#### [GIVEN INSTRUCTION]
Write out all of the data without omission, exactly as shown.

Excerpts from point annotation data
==*==

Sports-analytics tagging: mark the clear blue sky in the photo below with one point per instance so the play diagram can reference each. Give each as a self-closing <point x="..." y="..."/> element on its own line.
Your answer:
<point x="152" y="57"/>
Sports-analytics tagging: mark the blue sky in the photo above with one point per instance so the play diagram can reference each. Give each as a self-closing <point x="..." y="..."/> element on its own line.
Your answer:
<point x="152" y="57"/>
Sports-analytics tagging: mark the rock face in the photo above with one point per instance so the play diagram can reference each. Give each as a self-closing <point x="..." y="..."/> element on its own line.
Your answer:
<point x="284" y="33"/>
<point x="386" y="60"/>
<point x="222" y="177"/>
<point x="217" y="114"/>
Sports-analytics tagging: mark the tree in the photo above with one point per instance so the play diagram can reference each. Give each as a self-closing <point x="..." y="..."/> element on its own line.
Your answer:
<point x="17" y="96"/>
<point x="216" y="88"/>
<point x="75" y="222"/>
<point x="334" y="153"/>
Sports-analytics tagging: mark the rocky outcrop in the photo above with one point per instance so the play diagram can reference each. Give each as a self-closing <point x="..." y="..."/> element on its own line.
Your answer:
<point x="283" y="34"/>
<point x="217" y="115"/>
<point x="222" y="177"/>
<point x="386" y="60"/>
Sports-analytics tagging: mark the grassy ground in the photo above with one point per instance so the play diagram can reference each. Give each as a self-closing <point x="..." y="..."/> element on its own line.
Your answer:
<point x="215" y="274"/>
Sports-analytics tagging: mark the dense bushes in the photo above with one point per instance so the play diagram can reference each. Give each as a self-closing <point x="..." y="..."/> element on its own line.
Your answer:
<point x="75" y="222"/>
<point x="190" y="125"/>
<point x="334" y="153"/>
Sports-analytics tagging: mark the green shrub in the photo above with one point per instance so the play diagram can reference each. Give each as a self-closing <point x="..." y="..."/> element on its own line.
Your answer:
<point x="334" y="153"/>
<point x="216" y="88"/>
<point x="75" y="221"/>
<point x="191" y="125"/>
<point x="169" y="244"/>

==*==

#### [TASK ANSWER]
Sports-analytics tagging: mark the clear blue sky in the photo below with one point per instance so the play diagram can reference each. Give each as a self-closing <point x="..." y="..."/> element on its own line.
Your answer:
<point x="152" y="57"/>
Sports-analytics tagging: mark the blue sky in the photo above with one point per instance so the play diagram can reference each. Give each as a self-closing <point x="..." y="..."/> element on its own line.
Your answer:
<point x="152" y="57"/>
Sports-analytics tagging: mark the rock face in the photo above with one point per instance so the play diagram can reference each. Give each as a self-closing <point x="..." y="..."/> element on its own line.
Your answer:
<point x="284" y="33"/>
<point x="386" y="60"/>
<point x="222" y="177"/>
<point x="217" y="114"/>
Sports-analytics tagging: mark the tree in the photo above with one point per instance so the play diagram can reference each. Give each as a self-closing <point x="..." y="..."/> element on its own line.
Your answer:
<point x="17" y="96"/>
<point x="216" y="88"/>
<point x="75" y="222"/>
<point x="334" y="153"/>
Sports-analytics tagging: mark the rocky outcrop in the photo above with one point per instance so the play diagram can reference each. Give each as a self-closing <point x="..." y="..."/> element on its own line.
Your answer:
<point x="283" y="34"/>
<point x="217" y="115"/>
<point x="222" y="177"/>
<point x="386" y="60"/>
Sports-analytics tagging: mark the grassy ground in the photo above with one point per instance so the play diagram can reference each. Give each as a self-closing <point x="..." y="..."/> element on its own line.
Your answer:
<point x="215" y="274"/>
Sports-analytics tagging: mark the dense bushes in the photo above with one point per instance so the play diagram can reference each. Give each as a self-closing <point x="..." y="..."/> element on its own line.
Your answer:
<point x="75" y="222"/>
<point x="190" y="125"/>
<point x="334" y="153"/>
Sports-analytics tagging: mark the green shrub in the photo above with one point per instance so the play diagram can reference each. Give each as a self-closing <point x="..." y="..."/> element on its own line.
Your answer:
<point x="334" y="153"/>
<point x="216" y="88"/>
<point x="75" y="221"/>
<point x="191" y="125"/>
<point x="169" y="244"/>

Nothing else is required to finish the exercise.